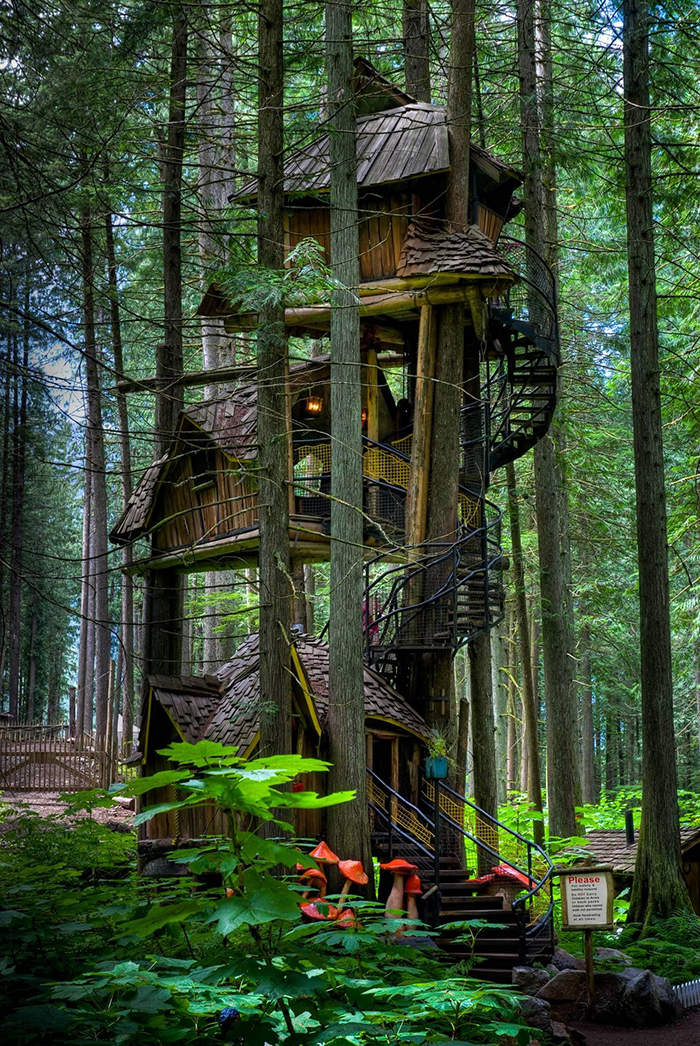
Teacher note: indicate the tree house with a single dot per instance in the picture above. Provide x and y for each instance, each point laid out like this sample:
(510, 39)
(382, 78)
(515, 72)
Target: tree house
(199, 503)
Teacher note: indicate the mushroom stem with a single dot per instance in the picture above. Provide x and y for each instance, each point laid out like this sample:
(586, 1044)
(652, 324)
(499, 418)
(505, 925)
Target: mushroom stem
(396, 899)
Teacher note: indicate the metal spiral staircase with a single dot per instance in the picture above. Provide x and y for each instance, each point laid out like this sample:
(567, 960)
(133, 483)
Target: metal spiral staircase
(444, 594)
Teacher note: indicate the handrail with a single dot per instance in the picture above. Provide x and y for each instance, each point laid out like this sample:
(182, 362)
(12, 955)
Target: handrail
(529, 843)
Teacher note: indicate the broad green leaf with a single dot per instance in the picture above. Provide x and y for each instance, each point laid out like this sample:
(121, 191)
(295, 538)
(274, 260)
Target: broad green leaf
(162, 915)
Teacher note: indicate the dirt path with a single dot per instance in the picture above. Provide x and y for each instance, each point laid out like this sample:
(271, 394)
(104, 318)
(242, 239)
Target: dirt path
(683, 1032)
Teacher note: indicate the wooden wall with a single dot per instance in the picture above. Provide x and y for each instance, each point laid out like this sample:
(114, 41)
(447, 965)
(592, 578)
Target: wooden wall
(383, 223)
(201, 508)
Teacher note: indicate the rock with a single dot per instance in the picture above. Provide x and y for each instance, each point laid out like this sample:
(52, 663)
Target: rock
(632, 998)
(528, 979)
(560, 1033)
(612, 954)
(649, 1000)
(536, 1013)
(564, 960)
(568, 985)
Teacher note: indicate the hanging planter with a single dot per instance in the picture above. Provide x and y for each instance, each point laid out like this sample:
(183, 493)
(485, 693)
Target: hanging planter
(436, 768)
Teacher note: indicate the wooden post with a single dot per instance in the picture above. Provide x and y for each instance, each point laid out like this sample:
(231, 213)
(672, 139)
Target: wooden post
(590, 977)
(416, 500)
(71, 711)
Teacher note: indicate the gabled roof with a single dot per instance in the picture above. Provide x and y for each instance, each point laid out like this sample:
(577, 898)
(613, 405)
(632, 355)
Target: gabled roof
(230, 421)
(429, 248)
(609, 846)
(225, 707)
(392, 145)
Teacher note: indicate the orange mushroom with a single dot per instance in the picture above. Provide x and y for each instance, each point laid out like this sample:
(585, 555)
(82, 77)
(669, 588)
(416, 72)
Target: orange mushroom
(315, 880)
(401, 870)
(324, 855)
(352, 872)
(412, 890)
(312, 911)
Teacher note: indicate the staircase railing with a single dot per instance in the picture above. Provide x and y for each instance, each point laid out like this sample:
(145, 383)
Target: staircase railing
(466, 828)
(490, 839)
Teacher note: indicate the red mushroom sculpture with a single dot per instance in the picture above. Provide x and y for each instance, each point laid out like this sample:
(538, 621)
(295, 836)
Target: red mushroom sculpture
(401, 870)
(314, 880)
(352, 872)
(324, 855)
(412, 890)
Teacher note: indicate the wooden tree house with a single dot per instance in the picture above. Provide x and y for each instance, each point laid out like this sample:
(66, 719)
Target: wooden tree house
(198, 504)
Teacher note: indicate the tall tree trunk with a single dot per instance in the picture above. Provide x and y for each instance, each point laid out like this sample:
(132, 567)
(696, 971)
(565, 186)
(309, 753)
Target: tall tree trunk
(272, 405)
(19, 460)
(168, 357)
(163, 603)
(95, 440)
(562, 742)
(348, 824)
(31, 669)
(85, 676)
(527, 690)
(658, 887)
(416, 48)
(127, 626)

——

### Problem statement:
Could you reproduce all the records above with "Teacher note" replaced by "Instructor note" everywhere and everything else left unchanged? Leave the pictures out.

### Response to this exercise:
Instructor note: indicate the tree house with a single dot per instance in the picture above. Provide x and y for each instance, each point laid out like this sample:
(510, 39)
(382, 78)
(515, 72)
Target: tree house
(199, 503)
Instructor note: indicate the mushroom stem with a single dot per instance in the picture above. Provide x and y for each instance, each point laid out like this sample:
(586, 1044)
(652, 324)
(499, 418)
(505, 925)
Target: mushroom stem
(396, 899)
Instructor note: indicate the metal spiral staircase with a single dot per instance in the picture above. Provide x and y for each instance, each point laid out like this sample:
(567, 960)
(133, 483)
Target: metal spiral staircase
(444, 594)
Instructor note: indicate the handrail with a single dot per instance in the picture above. Provide x and y for each instance, each point laid out like this sample:
(182, 362)
(12, 955)
Target: handrail
(529, 843)
Instructor note: indicate the broad green leaf with a single dot per instance in the picture above. Provide x and y for each instance, each point laid out like this sample:
(121, 191)
(295, 538)
(274, 260)
Target: broad green leaf
(162, 915)
Instructor note: indicate the dirt path with a single dot per instance in the picture above. Provide x and y for each instance, each point laid out like this sample:
(271, 394)
(104, 318)
(242, 239)
Target: dirt path
(683, 1032)
Instructor note: indicate the wooden wall with a single dot per instance in the picture above. Provide x and y for each instance, each point laid out like this sample:
(114, 41)
(447, 965)
(592, 578)
Target: wooden wall
(383, 223)
(201, 508)
Instructor note: indicate the rock with a single dot per instance in the picture above. Provide x and y for each instance, each point laid out like this sample:
(52, 663)
Target: rock
(632, 998)
(528, 979)
(560, 1033)
(612, 954)
(649, 1000)
(536, 1013)
(564, 960)
(568, 985)
Instructor note: indicate the hanging planter with a single dot per instance in the picture above. Provide x and y for each instance, each point laid out like this sample:
(183, 493)
(485, 693)
Target: hanging planter
(436, 768)
Instructor note: indicate the wooden post with a single dot per instance in the picture above. Provide x and y for each instance, each point laid out like this sample:
(231, 213)
(672, 139)
Target: wooden post
(590, 977)
(416, 500)
(71, 711)
Instructor note: indicate the gabled roof with a single dot per instance in the picture above. Provide x and y for each instance, each point laid out like this sample:
(577, 898)
(613, 405)
(632, 355)
Target: gabled roof
(230, 421)
(429, 248)
(609, 846)
(225, 707)
(392, 145)
Instructor note: indicate the orange mushroom with a single dot per instance in the picture above. Provide x and y for each instance, each point laid out like this sample:
(585, 555)
(82, 77)
(669, 588)
(416, 72)
Target: orange mushroom
(315, 880)
(401, 870)
(324, 855)
(352, 872)
(412, 890)
(312, 911)
Instructor note: indicate the staircase railing with a single dot per instance in the picture above. Provide x and y for each instance, each point laid out like this sample:
(145, 383)
Target: staircase railing
(466, 828)
(490, 839)
Instructor note: indicate the red mushroom sculpture with a single dot per instance in the picture above. Provide x and y for each instance, each point laid out like this sample:
(538, 621)
(295, 836)
Target: red mushroom sculpture
(401, 870)
(314, 880)
(352, 872)
(324, 855)
(412, 890)
Instructor note: indicate the wooden tree house with a single dot per instance in the picture above. Provide x and y for each instance, each point laid out like this sample:
(66, 719)
Target: wooden tree house
(198, 504)
Instructor note: indicate the tall tree trunk with a single dot per instance in the picture above. Provide x and y for each instance, each point laid out like this sample:
(132, 567)
(696, 971)
(565, 186)
(309, 753)
Target: tall tree trunk
(272, 405)
(19, 460)
(168, 357)
(163, 603)
(95, 440)
(562, 742)
(348, 824)
(31, 669)
(85, 676)
(527, 690)
(658, 887)
(416, 48)
(127, 626)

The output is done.